** Begin Supplied passage **

Re: Best-Practices for Multithreaded use of HttpClient (with Cookies)?

Posted by Oleg Kalnichevski <ol...@apache.org>.

On Wed, 2010-01-27 at 20:42 +0100, Jens Mueller
supidupi007@googlemail.com wrote:
> Hello HC Experts,
> 
> I would be very greatful for an advice regarding my question. I already
> spend a lot of time searching the internet, but I am still have not found an
> example that answers my questions. There are lot of examples available (also
> for the multithreaded use-cases) but the only adress the use-case making
> one(!!) request. I am completely uncertain how to "best" make a series of
> requests (to the same webserver).
> 
> I need to develop a simple Crawler that crawls some websites for specific
> information. The Basic idea is to download the single webpages of a website
> (for example www.a.com) sequentially but run several of these "sequential"
> downloaders in threads for different webpages (www.b.com and www.c.com) in
> parallel.
> 
> My current concept/implementation looks like this:
> 
> 1.  Instanciate a ThreadSafeClientConnManager (with a lot of default
> parameters). This connection Manager will be used/shared by all
> "DefaultHttpClient's"s
> 2.  For every Webpage (of a Website, with multiple webpages), I Instanciate
> for every(!!) webpage-request a new DefaultHttpClient and then call the
> "httpClient.execute(httpGet)" method with the instanciated GetMethod(url).
> 
> ==> I am more and more wondering if this is the correct usage of the
> DefaultHttpClient and the .execute() Method. Am I doing something wrong
> here, to instanciate a new DefaultHttpClient for every request of a wepage?
> Or should I rather instanciate only one(!!) DefaultHttpClient and then share
> this for the sequential .execute() calls?
> 
> To be honest, what I also have not really understood yet is the Cookie
> Management. Do I as the Programmer have to instanciate the CookieStore
> manually
> 1. httpClient.setCookieStore(new BasicCookieStore());
> and then after calling the .execute() method "get" the Cookie store
> 2. savedcookies = httpClient.getCookieStore()
> and then reinject this cookie store for the next call to the same wepage (to
> maintain state)?
> 3. httpClient.setCookie(savedcookies)
> Or is there some implicit magic that A) does create the cookie store
> implicitly and B) somehow shares this CookieStore among the HttpClients
> and/or HttpGet's?
> 
> Thank you very much!!
> Jens

Jens,

Re-use HttpClient instance for all execution threads but create a
separate HttpContext and CookieStore per thread of execution /
individual user, as described by Ken.

** End Supplied passage **

▶ Brief
Decide whether each statement agrees with the forum thread about HttpClient: (a) the reply advises creating a new HttpClient instance for each thread, (b) in the crawler plan, every DefaultHttpClient shares one ThreadSafeClientConnManager, and (c) the reply says each thread of execution should get its own CookieStore. Answer yes or no for each and quote the thread's deciding words.

** Begin Entries provided **

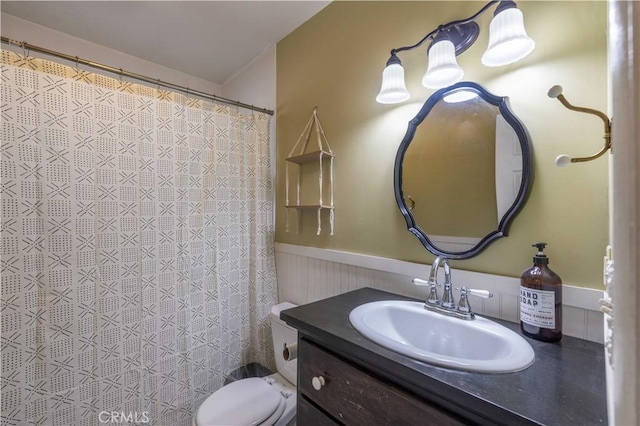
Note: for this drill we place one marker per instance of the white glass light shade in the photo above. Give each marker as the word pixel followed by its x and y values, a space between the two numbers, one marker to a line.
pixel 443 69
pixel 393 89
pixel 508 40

** End Entries provided **
** Begin Entries provided **

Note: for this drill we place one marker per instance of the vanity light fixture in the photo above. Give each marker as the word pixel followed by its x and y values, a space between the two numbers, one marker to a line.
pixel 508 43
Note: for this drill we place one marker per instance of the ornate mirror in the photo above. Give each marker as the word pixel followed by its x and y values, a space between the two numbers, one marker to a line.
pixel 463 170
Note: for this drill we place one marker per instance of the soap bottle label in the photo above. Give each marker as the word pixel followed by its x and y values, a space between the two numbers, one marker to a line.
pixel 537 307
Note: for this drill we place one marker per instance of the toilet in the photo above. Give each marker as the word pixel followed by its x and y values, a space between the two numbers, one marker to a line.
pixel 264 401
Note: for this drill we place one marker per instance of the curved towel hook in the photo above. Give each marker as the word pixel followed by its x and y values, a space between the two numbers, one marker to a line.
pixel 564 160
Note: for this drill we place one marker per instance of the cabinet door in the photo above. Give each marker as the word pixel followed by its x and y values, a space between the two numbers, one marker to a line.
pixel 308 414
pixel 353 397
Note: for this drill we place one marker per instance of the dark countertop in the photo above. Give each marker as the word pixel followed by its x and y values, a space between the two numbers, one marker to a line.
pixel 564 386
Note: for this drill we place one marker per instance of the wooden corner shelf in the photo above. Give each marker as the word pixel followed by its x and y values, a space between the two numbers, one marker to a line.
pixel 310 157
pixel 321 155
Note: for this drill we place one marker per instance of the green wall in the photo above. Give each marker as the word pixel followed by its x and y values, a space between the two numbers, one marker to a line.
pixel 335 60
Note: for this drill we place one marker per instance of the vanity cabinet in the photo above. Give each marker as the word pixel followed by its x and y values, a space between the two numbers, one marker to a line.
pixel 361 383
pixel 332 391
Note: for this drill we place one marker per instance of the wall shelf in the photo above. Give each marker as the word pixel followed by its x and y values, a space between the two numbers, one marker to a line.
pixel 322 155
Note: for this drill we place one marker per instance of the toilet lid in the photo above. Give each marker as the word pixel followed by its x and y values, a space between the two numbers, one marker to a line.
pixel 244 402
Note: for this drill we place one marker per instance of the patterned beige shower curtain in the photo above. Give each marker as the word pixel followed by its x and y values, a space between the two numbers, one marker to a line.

** End Entries provided **
** Begin Entries provided **

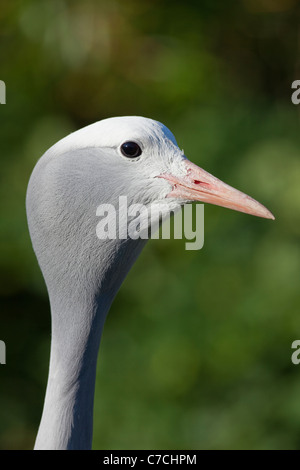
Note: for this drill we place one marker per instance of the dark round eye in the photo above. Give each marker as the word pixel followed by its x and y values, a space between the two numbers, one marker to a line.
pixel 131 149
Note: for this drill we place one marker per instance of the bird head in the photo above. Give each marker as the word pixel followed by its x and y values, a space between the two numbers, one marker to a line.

** End Entries provided **

▶ Solution to this task
(a) No: "Re-use HttpClient instance for all execution threads"
(b) Yes: "This connection Manager will be used/shared by all"
(c) Yes: "create a separate HttpContext and CookieStore per thread of execution"